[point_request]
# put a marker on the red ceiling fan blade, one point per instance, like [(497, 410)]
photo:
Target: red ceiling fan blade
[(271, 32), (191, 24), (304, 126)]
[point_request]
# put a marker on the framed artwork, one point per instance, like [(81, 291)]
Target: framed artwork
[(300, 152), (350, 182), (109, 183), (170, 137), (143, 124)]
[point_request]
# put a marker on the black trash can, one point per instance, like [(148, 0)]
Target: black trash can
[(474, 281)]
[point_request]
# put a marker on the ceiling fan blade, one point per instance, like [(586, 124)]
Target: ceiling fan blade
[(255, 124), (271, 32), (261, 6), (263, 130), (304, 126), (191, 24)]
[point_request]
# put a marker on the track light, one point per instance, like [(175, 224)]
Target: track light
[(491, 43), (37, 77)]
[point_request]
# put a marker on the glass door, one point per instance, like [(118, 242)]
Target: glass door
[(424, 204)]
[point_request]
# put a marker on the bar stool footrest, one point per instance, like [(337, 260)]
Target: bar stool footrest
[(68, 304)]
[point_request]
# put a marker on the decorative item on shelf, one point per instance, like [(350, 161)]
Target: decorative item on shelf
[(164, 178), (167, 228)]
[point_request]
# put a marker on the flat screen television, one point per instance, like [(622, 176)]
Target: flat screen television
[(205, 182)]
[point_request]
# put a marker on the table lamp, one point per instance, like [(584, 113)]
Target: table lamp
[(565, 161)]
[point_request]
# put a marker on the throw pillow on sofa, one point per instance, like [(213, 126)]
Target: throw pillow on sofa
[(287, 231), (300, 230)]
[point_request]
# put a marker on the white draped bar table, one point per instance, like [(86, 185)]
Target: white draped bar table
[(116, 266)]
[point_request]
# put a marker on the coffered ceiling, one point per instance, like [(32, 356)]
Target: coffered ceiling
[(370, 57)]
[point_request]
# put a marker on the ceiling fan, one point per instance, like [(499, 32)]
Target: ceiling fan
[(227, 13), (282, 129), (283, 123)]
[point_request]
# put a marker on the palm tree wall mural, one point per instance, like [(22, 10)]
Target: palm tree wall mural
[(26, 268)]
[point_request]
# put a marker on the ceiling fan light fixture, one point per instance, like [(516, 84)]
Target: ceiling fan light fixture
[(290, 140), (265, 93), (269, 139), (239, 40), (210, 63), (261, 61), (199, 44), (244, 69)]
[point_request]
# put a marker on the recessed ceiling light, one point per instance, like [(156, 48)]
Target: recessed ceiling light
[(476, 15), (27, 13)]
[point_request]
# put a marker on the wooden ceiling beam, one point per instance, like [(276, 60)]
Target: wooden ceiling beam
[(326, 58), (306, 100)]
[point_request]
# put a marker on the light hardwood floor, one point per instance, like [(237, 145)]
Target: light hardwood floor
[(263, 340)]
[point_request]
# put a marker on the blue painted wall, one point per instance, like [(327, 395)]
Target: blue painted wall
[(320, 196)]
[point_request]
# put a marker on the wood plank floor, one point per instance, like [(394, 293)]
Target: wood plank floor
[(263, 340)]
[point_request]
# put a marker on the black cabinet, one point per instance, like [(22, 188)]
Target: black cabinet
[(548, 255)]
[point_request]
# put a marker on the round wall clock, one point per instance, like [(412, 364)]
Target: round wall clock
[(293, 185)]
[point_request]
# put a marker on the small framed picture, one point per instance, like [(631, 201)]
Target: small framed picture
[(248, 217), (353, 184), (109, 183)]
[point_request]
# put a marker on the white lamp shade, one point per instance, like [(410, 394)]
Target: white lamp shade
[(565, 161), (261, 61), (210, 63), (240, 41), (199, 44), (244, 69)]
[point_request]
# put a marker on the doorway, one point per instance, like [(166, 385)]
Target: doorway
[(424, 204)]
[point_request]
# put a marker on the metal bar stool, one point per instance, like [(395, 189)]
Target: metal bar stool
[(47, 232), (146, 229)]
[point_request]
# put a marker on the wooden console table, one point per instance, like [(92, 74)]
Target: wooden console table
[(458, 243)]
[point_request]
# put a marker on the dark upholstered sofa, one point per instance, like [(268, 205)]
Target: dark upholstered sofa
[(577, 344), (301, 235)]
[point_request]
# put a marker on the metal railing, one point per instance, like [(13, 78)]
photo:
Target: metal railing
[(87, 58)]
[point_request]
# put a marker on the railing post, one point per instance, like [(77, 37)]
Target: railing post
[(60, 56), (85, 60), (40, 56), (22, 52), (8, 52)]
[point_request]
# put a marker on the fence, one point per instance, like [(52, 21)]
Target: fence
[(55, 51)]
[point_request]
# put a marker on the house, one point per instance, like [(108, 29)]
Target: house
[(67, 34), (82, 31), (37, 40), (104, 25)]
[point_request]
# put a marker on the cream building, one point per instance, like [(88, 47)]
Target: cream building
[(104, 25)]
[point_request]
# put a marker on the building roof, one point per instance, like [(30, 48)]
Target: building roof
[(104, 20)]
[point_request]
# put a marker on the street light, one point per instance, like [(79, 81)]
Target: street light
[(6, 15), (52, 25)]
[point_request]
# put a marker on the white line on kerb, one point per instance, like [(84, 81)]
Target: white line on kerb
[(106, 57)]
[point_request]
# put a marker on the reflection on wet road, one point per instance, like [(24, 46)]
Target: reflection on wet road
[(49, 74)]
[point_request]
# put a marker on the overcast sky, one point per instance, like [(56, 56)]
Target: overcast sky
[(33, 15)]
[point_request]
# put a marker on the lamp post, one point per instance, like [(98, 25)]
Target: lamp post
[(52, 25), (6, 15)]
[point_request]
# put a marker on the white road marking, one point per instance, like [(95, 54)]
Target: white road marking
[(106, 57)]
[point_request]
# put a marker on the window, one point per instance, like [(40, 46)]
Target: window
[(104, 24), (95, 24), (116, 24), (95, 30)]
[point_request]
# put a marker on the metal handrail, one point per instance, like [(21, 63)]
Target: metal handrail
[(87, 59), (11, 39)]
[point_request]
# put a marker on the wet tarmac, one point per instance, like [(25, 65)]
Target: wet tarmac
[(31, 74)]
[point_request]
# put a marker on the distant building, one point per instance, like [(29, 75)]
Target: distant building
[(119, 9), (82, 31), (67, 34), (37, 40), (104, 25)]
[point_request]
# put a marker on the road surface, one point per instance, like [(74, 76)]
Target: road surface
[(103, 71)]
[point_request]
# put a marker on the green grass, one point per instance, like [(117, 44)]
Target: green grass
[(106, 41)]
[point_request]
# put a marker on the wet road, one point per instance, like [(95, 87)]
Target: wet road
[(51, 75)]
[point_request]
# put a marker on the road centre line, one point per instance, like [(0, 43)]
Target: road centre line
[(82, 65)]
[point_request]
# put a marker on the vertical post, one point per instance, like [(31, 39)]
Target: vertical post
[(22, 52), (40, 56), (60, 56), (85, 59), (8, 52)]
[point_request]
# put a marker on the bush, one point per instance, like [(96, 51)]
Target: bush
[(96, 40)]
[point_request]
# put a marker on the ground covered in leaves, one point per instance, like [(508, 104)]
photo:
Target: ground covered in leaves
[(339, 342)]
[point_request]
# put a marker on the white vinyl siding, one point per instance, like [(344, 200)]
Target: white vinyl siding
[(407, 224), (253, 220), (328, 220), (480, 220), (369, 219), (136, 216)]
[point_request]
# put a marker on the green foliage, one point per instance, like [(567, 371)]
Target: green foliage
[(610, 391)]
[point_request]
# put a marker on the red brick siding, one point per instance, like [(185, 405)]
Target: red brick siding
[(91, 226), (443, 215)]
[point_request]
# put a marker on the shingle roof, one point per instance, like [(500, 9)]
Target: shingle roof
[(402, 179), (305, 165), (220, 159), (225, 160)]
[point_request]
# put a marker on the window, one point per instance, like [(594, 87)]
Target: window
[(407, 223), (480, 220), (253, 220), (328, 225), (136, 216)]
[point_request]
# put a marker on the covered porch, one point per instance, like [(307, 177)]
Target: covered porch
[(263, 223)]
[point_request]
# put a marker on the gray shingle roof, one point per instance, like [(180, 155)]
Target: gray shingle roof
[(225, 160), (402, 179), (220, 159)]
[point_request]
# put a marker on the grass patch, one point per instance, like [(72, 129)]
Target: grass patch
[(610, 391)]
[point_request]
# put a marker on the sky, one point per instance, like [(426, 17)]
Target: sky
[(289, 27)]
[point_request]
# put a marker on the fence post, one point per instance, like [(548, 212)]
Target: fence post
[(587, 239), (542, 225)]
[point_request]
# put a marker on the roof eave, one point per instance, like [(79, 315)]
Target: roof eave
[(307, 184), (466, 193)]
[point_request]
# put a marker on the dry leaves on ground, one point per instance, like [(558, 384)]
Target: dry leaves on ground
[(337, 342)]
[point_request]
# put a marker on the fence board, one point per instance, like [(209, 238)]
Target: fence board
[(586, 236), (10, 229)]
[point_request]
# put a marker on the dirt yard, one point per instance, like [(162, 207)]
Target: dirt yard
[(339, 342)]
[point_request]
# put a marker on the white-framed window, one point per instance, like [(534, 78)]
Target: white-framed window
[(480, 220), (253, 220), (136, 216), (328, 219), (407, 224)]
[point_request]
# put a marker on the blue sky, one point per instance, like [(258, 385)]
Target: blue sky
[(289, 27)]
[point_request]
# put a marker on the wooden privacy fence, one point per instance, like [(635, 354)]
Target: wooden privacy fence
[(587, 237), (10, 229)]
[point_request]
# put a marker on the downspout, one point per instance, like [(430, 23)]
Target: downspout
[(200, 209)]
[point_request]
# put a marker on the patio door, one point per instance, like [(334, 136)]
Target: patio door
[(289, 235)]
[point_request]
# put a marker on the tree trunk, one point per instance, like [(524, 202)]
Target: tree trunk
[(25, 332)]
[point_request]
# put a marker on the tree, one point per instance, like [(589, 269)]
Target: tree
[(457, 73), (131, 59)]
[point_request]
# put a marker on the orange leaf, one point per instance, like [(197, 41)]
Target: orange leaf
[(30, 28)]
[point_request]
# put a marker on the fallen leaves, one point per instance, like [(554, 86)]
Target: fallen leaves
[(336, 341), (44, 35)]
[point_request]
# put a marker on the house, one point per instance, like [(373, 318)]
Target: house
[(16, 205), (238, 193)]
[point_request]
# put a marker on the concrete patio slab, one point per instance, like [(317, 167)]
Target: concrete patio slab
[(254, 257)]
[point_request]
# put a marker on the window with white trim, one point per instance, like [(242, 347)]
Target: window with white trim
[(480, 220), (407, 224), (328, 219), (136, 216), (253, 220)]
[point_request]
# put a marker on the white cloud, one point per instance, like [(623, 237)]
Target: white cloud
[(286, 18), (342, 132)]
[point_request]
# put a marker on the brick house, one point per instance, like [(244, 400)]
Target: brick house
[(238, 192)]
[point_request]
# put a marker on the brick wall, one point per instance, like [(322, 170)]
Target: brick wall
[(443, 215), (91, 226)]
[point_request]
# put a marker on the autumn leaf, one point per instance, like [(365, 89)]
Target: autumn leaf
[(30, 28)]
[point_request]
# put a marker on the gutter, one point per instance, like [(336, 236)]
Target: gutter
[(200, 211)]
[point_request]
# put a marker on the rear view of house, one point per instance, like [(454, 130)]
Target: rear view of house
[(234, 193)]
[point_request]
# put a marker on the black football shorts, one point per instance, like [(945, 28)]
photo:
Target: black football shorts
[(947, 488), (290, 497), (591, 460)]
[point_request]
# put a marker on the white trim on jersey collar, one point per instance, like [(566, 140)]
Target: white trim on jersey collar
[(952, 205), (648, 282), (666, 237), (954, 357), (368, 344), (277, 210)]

Task to carry out
Scan the listing above for the line that has "# put a marker on the red ceiling", then copy exactly from that line through the line that has "# put a marker on the flat".

Exercise output
# put a marker on the red ceiling fan blade, one point per instance, like [(497, 410)]
photo:
Target: red ceiling fan blade
[(271, 32), (191, 24), (304, 126)]
[point_request]
# put a marker on the framed artwork, one point per instance, like [(81, 291)]
Target: framed artwork
[(300, 152), (350, 182), (109, 183), (170, 137), (143, 124)]
[point_request]
# put a marker on the black trash can, one point per instance, like [(148, 0)]
Target: black trash can
[(474, 281)]
[point_request]
# put a marker on the ceiling fan blade, one point per instance, like [(586, 124)]
Target: ceiling fan blade
[(255, 124), (271, 32), (261, 6), (263, 130), (304, 126), (191, 24)]
[point_request]
# put a marker on the track light, one point per instance, like [(175, 224)]
Target: track light
[(491, 43), (37, 77)]
[point_request]
# put a marker on the glass door, one point per instance, like [(118, 242)]
Target: glass door
[(424, 204)]
[point_request]
# put a marker on the bar stool footrest, one point per instance, like [(337, 260)]
Target: bar stool footrest
[(68, 304)]
[point_request]
# put a marker on the decorative item on shelf, one point per instance, like [(350, 161)]
Target: decorative item on shelf
[(164, 178), (167, 228)]
[point_request]
# put a marker on the flat screen television, one point per instance, like [(622, 176)]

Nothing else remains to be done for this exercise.